> [Excerto]:
━━━

O folheto História da donzela Teodora, traduzido por Carlos Ferreira Lisbonense, terá tido a sua primeira edição portuguesa, a partir do castelhano, por 1712. Não há certezas sobre a quantidade de edições (e de versões) desta história - em 2019, Sophie Coussemacker admitiu que, “desde 1498, pelo menos, a história de Teodora conheceu um tal sucesso editorial que se podem contar 59 versões”. E compreendem-se as motivações para as “versões” - as religiosas, entre o cristianismo e o islamismo; as de censura, mesmo que devida aos costumes; as da criatividade dos diversos redactores. Como exemplo, refiram-se duas edições espanholas desta obra: em 1628, em Jaén, saía uma edição que pode ter servido a tradução portuguesa, quer pela estrutura narrativa e frásica, quer pela similitude dos acontecimentos; em 1865, em Carmona, na Andaluzia, era publicada uma edição com alterações substantivas - a proposta de Teodora ao terceiro sábio, nesta edição, não tem nada a ver com o despir e a perda das roupas do vencido: “se me vencerdes, ficarei como vossa escrava enquanto viverdes e, se for eu a vencedora, havereis de me dar dez mil dobras de ouro”.

━━━

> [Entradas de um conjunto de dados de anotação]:
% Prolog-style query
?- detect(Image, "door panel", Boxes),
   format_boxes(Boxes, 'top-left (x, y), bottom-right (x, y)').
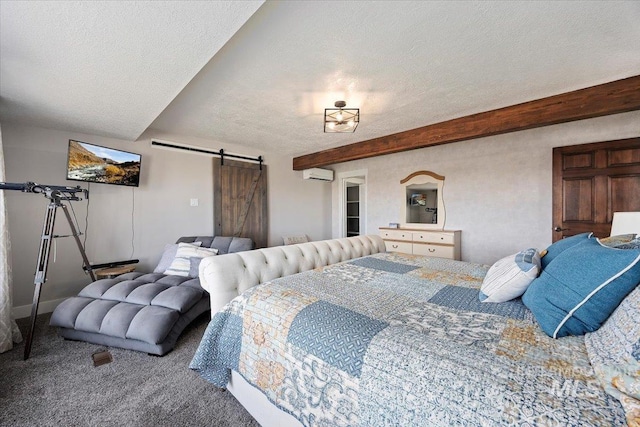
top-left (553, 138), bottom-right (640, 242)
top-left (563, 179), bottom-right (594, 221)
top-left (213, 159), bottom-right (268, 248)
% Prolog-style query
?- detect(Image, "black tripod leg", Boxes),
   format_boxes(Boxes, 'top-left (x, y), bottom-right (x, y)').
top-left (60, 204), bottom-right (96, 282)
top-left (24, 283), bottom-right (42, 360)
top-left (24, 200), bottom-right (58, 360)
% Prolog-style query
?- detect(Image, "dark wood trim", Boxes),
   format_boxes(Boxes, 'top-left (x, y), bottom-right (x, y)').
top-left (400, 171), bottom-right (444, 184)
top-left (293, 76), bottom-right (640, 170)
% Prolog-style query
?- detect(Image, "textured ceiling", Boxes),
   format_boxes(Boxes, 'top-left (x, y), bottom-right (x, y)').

━━━

> [O que fazer]: Continue o texto sobre as edições da História da donzela Teodora, começando depois da última frase.

> [Resposta do exercício]:
As origens desta história, que assenta sobre pares antitéticos como o saber e a ignorância, a honra e a desonra, a ostentação e a simplicidade, afirmando verdades universais, perdem-se nos tempos. Não lhes serão estranhos os contos orais (vários capítulos se iniciam com a frase “diz a história que...”) ou a “História da douta Simpatia”, inserta em As Mil e Uma Noites, em que a escrava Tawaddud (Simpatia) vence todos os sábios que a inquiriram.
A popularidade da História da donzela Teodora chegou ao Brasil, adaptada em verso, em data desconhecida,por Leandro Gomes de Barros (1865-1918), de Paraíba, em 142 sextilhas, sempre com idêntico esquema rimático (abcbdb), seguindo a versão portuguesa e concluindo com a referência ao trabalho do poeta: “Caro leitor, escrevi / Tudo que no livro achei / Só fiz rimar a história / Nada aqui acrescentei / Na história grande dela / Muitas coisas consultei.”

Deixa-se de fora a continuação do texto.